## Instructions to follow
From the entries below, pull out each line where "bending" appears.

## Data records
-- Opening Marker --

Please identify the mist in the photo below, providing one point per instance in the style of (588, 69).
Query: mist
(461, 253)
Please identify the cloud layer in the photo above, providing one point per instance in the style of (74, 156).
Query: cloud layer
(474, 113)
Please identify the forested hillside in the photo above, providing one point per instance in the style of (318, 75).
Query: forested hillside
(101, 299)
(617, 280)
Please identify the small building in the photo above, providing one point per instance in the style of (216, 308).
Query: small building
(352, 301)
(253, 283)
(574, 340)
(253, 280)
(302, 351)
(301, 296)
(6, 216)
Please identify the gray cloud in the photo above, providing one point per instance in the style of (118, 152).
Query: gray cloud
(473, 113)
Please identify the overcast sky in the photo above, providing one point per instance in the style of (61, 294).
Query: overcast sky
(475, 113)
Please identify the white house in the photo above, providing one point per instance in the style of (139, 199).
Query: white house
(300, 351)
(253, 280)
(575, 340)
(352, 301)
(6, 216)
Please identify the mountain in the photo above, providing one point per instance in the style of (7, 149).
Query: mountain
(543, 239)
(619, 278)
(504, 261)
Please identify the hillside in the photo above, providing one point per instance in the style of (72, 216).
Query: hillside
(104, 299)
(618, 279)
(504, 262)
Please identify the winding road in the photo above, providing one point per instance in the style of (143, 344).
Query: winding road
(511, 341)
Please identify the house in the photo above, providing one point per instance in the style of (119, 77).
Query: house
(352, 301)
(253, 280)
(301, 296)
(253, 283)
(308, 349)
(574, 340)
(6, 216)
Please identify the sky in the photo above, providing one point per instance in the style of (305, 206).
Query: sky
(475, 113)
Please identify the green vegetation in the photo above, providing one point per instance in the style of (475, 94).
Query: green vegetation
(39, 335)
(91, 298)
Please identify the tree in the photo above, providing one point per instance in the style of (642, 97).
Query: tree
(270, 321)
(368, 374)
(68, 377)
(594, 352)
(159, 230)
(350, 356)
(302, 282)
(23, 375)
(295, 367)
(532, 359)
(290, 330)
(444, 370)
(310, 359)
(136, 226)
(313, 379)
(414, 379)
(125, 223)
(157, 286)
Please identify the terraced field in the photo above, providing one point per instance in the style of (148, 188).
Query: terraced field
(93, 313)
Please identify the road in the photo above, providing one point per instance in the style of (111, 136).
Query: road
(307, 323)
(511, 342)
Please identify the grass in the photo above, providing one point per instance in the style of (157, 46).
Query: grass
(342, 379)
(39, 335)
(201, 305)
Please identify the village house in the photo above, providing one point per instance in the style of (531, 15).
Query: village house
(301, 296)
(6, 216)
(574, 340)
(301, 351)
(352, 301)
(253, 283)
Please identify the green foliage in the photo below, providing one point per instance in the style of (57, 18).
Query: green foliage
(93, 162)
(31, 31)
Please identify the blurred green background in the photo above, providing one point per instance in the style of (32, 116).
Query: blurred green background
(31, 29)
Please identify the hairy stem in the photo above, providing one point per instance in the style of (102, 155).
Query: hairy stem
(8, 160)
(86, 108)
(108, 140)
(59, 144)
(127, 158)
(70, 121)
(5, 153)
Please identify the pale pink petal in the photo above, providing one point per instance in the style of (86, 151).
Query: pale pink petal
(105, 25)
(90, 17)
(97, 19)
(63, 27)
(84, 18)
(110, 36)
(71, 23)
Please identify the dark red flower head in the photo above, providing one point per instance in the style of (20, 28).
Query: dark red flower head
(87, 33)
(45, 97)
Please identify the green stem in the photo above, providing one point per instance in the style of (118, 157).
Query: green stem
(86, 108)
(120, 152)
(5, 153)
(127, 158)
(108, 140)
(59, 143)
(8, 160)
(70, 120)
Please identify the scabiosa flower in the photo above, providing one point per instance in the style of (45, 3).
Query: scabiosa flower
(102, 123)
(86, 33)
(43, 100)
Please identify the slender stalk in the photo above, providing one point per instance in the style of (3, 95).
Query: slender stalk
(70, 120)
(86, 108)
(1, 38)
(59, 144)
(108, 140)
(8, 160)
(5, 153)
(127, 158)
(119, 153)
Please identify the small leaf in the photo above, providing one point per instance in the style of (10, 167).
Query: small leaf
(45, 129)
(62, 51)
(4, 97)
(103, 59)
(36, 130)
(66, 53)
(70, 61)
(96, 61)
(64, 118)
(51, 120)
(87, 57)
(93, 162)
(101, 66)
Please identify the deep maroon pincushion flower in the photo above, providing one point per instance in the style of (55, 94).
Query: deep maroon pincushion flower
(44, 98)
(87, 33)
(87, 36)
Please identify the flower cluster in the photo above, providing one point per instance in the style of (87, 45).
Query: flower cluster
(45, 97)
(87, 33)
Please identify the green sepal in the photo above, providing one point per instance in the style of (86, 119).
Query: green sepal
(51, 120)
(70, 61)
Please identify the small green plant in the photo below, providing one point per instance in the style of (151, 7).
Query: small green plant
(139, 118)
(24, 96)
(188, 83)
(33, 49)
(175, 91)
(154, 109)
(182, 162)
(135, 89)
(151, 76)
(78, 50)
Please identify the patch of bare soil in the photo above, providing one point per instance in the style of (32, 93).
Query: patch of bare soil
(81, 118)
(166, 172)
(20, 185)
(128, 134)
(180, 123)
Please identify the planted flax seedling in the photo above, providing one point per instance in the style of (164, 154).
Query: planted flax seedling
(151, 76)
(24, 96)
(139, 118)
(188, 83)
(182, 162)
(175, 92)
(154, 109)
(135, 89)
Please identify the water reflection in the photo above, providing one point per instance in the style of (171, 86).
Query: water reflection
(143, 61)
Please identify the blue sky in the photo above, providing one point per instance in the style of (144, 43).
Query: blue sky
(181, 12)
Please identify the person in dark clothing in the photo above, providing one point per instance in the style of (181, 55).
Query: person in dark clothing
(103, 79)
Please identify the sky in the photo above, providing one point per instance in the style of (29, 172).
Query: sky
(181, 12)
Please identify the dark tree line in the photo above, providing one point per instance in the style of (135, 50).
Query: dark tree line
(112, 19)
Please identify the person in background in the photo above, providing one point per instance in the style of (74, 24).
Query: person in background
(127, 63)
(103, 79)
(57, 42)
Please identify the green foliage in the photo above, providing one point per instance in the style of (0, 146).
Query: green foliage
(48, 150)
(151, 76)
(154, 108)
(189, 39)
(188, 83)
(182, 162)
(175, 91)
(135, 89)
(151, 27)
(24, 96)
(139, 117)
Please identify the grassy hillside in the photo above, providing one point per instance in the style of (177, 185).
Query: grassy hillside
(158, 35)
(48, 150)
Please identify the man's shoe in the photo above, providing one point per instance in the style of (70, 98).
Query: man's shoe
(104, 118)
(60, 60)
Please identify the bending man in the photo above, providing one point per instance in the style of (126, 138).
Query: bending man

-- Closing Marker --

## Output for this task
Please identify the bending man in the photo above, providing one point per instance in the style of (126, 138).
Query: bending man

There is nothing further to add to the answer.